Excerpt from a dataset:
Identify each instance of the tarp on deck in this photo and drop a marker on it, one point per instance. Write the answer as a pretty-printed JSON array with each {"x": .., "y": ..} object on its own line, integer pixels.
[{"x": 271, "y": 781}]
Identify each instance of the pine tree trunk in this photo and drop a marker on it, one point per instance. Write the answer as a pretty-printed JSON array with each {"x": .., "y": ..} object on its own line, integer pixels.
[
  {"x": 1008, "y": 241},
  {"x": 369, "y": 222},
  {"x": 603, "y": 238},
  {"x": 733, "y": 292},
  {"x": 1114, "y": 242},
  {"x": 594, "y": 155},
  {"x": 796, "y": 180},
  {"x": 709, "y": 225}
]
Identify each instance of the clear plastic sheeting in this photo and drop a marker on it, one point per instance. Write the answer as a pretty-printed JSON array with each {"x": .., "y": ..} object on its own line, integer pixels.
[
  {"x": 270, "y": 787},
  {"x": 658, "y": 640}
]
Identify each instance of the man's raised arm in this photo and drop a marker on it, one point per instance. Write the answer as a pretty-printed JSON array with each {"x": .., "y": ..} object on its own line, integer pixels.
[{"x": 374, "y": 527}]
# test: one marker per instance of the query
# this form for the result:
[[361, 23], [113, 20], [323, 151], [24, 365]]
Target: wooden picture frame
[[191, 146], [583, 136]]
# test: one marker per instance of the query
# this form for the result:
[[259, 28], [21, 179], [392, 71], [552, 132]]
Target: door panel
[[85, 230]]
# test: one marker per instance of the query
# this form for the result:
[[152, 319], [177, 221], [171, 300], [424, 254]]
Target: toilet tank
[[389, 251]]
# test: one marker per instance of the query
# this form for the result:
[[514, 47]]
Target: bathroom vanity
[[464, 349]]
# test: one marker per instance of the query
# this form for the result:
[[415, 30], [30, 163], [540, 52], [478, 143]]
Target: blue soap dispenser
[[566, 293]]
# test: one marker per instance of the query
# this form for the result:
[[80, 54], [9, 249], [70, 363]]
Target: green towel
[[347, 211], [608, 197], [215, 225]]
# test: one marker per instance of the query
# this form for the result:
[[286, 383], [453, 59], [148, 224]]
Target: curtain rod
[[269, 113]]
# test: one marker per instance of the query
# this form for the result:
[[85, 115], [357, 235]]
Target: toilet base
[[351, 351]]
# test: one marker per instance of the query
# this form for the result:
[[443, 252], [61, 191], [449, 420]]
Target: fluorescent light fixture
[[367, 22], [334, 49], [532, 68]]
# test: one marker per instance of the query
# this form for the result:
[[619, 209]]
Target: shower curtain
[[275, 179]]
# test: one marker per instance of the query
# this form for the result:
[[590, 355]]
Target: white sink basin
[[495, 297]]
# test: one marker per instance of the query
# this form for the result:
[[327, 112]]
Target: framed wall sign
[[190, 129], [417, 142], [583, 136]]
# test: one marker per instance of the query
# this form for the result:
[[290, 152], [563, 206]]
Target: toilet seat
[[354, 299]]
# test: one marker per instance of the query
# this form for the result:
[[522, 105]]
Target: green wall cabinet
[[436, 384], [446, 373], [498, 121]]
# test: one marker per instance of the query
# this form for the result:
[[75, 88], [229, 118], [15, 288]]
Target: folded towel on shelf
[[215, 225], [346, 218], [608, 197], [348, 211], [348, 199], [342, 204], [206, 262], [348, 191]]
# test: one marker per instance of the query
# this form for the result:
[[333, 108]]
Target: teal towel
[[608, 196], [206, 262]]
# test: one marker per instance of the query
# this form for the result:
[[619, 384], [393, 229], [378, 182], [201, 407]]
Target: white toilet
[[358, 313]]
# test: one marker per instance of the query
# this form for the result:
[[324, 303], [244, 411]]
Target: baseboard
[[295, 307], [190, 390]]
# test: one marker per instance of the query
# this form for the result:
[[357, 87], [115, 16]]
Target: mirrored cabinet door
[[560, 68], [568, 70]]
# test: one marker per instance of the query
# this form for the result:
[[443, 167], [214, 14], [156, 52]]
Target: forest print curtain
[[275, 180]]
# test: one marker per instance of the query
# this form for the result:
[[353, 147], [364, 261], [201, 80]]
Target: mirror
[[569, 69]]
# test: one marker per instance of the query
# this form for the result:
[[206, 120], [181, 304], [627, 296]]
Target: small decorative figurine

▸ **Task directions**
Convert every line of the records above into a JSON list of strings, one string per line, omitting any blank lines.

▸ **Problem solution**
[
  "Identify each instance of the tarp on deck in this photo and drop a marker on it, one point per instance. Write the answer as a pretty-printed JSON array with each {\"x\": .., \"y\": ..} object on its own line, integer pixels.",
  "[{\"x\": 271, \"y\": 781}]",
  "Identify each instance of the pine tree trunk in this photo and drop a marker on it, one point per instance. Write the answer as a pretty-printed JSON array with each {\"x\": .., \"y\": ..} object on its own line, integer pixels.",
  "[",
  "  {\"x\": 1008, \"y\": 241},",
  "  {\"x\": 369, \"y\": 222},",
  "  {\"x\": 603, \"y\": 238},",
  "  {\"x\": 733, \"y\": 292},",
  "  {\"x\": 1114, \"y\": 242},",
  "  {\"x\": 594, \"y\": 155},",
  "  {\"x\": 796, \"y\": 180},",
  "  {\"x\": 709, \"y\": 225}",
  "]",
  "Identify each instance of the clear plastic sheeting in this photo and drop a marker on it, one point per instance. Write the answer as a pretty-printed JSON array with each {\"x\": .., \"y\": ..} object on its own line, integer pixels.",
  "[",
  "  {\"x\": 270, \"y\": 787},",
  "  {\"x\": 658, \"y\": 640}",
  "]",
  "Identify each instance of the man's raised arm in this photo and drop a marker on it, one point per instance. Write the answer as a pretty-printed JSON array with each {\"x\": .., \"y\": ..} object on its own line, integer pixels.",
  "[{\"x\": 374, \"y\": 527}]",
  "# test: one marker per instance of the query",
  "# this form for the result:",
  "[[361, 23], [113, 20], [323, 151], [24, 365]]",
  "Target: wooden picture frame",
  "[[191, 146], [583, 136]]",
  "# test: one marker per instance of the query",
  "# this form for the result:",
  "[[259, 28], [21, 179], [392, 71], [552, 132]]",
  "Target: door panel",
  "[[85, 230]]",
  "# test: one marker per instance of the query",
  "# this form for the result:",
  "[[152, 319], [177, 221], [171, 300], [424, 254]]",
  "Target: toilet tank",
  "[[389, 251]]",
  "# test: one marker per instance of the query",
  "# this form for the result:",
  "[[514, 47]]",
  "Target: bathroom vanity",
  "[[464, 349]]",
  "# test: one marker per instance of the query",
  "# this form for the result:",
  "[[415, 30], [30, 163], [540, 52], [478, 143]]",
  "Target: blue soap dispenser",
  "[[566, 293]]",
  "# test: one marker per instance of the query",
  "# this form for the result:",
  "[[80, 54], [9, 249], [70, 363]]",
  "Target: green towel",
  "[[347, 211], [608, 197], [215, 225]]",
  "# test: one marker per instance of the query",
  "# this form for the result:",
  "[[286, 383], [453, 59], [148, 224]]",
  "Target: curtain rod",
  "[[269, 113]]",
  "# test: one marker per instance of the query",
  "# this form for the result:",
  "[[85, 115], [357, 235]]",
  "Target: toilet base",
  "[[351, 351]]",
  "# test: one marker per instance of the query",
  "# this form for the result:",
  "[[443, 252], [61, 191], [449, 420]]",
  "Target: fluorescent light fixture",
  "[[367, 22], [334, 49], [532, 68]]",
  "# test: one marker per instance of the query",
  "# this form for the result:",
  "[[619, 209]]",
  "Target: shower curtain",
  "[[275, 179]]",
  "# test: one marker per instance of the query",
  "# this form for the result:",
  "[[590, 355]]",
  "Target: white sink basin",
  "[[495, 297]]",
  "# test: one marker per instance of the query",
  "# this form for the result:",
  "[[327, 112]]",
  "Target: framed wall sign",
  "[[190, 129], [417, 142], [583, 136]]",
  "# test: one marker per instance of the query",
  "# this form for the result:",
  "[[290, 152], [563, 206]]",
  "Target: toilet seat",
  "[[354, 299]]",
  "# test: one marker per instance of the query",
  "# this form for the result:",
  "[[522, 105]]",
  "Target: green wall cabinet",
  "[[436, 384], [446, 373], [498, 121]]",
  "# test: one marker per instance of the query",
  "# this form for the result:",
  "[[75, 88], [229, 118], [15, 288]]",
  "Target: folded towel on shelf",
  "[[215, 225], [346, 218], [608, 197], [348, 211], [348, 199], [342, 204], [206, 262], [348, 191]]",
  "# test: one marker per instance of the query",
  "# this form for the result:",
  "[[333, 108]]",
  "Target: teal towel",
  "[[608, 196], [206, 262]]",
  "# test: one marker per instance of the query",
  "# this form for the result:",
  "[[619, 384], [393, 229], [378, 182], [201, 407]]",
  "Target: white toilet",
  "[[358, 313]]",
  "# test: one marker per instance of the query",
  "# this form for the result:",
  "[[324, 303], [244, 411]]",
  "Target: baseboard",
  "[[295, 307], [190, 390]]",
  "# test: one marker per instance of the query",
  "# this form for the result:",
  "[[357, 87], [115, 16]]",
  "Target: mirrored cabinet door",
  "[[560, 68], [568, 70]]",
  "# test: one marker per instance of the query",
  "# this form for the result:",
  "[[443, 167], [214, 14], [156, 52]]",
  "Target: forest print curtain",
  "[[275, 180]]",
  "# test: one marker per instance of the query",
  "# this form for the result:",
  "[[353, 147], [364, 261], [201, 80]]",
  "Target: mirror",
  "[[569, 69]]",
  "# test: one marker per instance of the query",
  "# this form for the result:",
  "[[206, 120], [181, 304], [627, 296]]",
  "Target: small decorative figurine"
]